The UK’s National Institute for Health and Clinical Excellence is collaborating with the National Patient Safety Agency on a pilot project aimed at generating guidance on cost-effective interventions to prevent or mitigate patient harm in the National Health Service.

The project, which runs from April to November 2007, will assess evidence on the clinical and cost effectiveness of two safety interventions: systems- and information technology-based interventions in medicines reconciliation; and the prevention of ventilator-associated pneumonia. Safety guidance on these topics is expected to be issued to the NHS in November.

The project springs from a review of patient safety commissioned by the UK’s Chief Medical Officer. The resulting recommendations in Safety first: a report for patients, clinicians and healthcare managers, published by the Department of Health in December 2006, “reaffirmed the place of patient safety at the heart of the healthcare agenda," NICE and the NPSA pointed out.

## Listed records
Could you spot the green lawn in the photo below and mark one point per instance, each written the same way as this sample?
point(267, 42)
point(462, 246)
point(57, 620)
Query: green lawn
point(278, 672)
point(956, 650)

## Exercises
1 > Using the article on the patient safety pilot project, decide whether each statement agrees with it. Answer yes or no, and quote the words from the article that decide it.
(a) The project runs from April to November 2007.
(b) Safety first was published by the Department of Health in December 2006.
(c) The project will assess evidence on three safety interventions.
2 > Write the next part of the article on the patient safety pilot project, starting after its last sentence.
The entries aren't needed for what comes next.

## Written answers
1 >
(a) Yes: "The project, which runs from April to November 2007"
(b) Yes: "published by the Department of Health in December 2006"
(c) No: "two safety interventions"

2 >
The aim of the medicines reconciliation review is to identify and evaluate the clinical and cost effectiveness evidence from published studies for medicines reconciliation processes at the point of admission to hospital. Medicines reconciliation is defined by the Institute of Healthcare Improvement as “the process of identifying the most accurate list of patient’s current medicines – including the name, dosage, frequency and route – and comparing them to the current list in use, recognising any discrepancies, and documenting any changes, thus resulting in a complete list of medications, accurately communicated”.

Absence of medicines reconciliation: longstanding issue

Medication errors can occur at a number of key transition points, including hospital admission, discharge and transfer from one specialty to another, notes NICE in its draft scope for the review. The absence of medicines reconciliation has been a longstanding problem that can result in medication errors and potential or actual harm to patients. According to NPSA data, there were a total of 7,070 reported incidents of medication errors involving hospital admission and discharge between November 2003 and March 2007, two of them resulting in death and 30 in severe harm to the patient.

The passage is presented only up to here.